___ PASSAGE TO READ ___

1. Works same as traditional cache
2. Has built-in functionality to replicate data, shard data across servers, and locate proper server for each key.

Cache Eviction

1. Preventing stale data
2. Caching only most valuable data to save resources
3. Time to Leave (TTL).
   1. Set a time period before a cache entry is deleted.
   2. Used to prevent stale data.
   3. In some scenarios that you can cache. For a Twitter account, if you have a tweet with certain amount of likes, it doesn’t need to be immediately updated if there’s a few seconds or minutes delay, where you let that serve stale data and it’s not a huge deal. It’s not like people’s lives depending on the exact accurate count on the number of likes on a tweet.
   4. In other cases, for example Health Care industry, where it’s somebody’s heartbeat count or their breathing rate, that you probably don’t even want to cache, you want to be constant live data so you don’t have a delay.

___ RECORDS PROVIDED ___

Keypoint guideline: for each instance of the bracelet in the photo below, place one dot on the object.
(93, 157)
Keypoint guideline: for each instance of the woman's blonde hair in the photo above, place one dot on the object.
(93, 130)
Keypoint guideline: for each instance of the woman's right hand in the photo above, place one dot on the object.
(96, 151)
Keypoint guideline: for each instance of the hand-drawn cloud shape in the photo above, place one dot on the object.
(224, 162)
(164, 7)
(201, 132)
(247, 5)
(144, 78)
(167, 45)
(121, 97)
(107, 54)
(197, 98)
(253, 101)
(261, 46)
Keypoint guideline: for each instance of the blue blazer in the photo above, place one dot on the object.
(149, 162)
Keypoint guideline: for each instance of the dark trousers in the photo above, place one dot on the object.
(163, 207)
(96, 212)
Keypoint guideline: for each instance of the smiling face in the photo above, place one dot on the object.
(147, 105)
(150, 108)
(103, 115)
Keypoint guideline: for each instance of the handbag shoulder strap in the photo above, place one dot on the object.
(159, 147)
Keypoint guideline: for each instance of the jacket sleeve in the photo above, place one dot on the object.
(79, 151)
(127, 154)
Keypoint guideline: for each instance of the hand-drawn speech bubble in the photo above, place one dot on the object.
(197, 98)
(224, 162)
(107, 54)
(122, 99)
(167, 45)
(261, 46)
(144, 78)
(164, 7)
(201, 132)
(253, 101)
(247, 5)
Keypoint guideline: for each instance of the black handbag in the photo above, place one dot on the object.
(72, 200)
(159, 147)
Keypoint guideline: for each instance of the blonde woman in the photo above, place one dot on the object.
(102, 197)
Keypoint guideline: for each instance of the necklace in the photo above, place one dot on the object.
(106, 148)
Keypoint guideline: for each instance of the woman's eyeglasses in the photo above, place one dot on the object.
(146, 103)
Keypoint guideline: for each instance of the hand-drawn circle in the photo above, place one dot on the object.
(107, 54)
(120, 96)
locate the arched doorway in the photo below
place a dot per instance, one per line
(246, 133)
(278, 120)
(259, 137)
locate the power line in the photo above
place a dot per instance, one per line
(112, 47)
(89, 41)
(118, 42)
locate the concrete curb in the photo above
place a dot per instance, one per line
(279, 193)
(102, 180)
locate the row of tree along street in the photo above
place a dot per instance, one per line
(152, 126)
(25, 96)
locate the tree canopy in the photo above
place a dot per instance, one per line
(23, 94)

___

◆ TASK REQUIREMENTS:
**1)** According to the caching notes, what happens when you set a TTL on a cache entry?
**2)** In the caching notes, rewrite the point that begins "In other cases, for example Health Care industry" as one shorter sentence that keeps its main facts.
**3)** Extend the caching notes beyond their final point.

◆ ANSWERS FOR THE EXERCISE:
**1)** A time period is set, and the cache entry is deleted when it ends.

**2)** In fields like health care, data such as a person's heartbeat count or breathing rate probably shouldn't be cached at all; it should be constant live data so there is no delay.

**3)**
4. TTL time just depends on what kind of data you’re working with.

Facebook met an interesting problem named Thundering Herd Problem .

Least Recently Used Cache (LRU Cache)

1. Once cache is full, remove last accessed key and add new key.

Least Frequently Used Cache (LFU Cache)

1. Track number of times key is accessed.
2. Drop least used when cache is full.

Caching Strategy

1. Cache Aside - most common
2. Read Through.
3. Write Through.
   1. This is specifically for write-intensive application.
   2. To increase the amount of writes the database can handle, the cache is actually updated before the database.
   3. This does allows to maintain high consistency between your cache and your database.
   4. But as a result, it adds latency to whenever a user writes and it’s going to slow things down.
4. Write Back.
   1. This is specifically for write-intensive application.
   2. This is to directly writing data to the cache and it’s super fast.
   3. A side effect is that if your cache fails before writing into database, you will have an issue of data loss.
   4. This is risky but if you really need to scale writes for some reason and consistency isn’t essential, that’s one way to do it.

Cache Consistency

1. How to maintain consistency between database and cache efficiently.
2. Importance depends on use case.
3. The biggest thing is that for writes you want to make sure that the user who’s writing data get that fresh data immediately.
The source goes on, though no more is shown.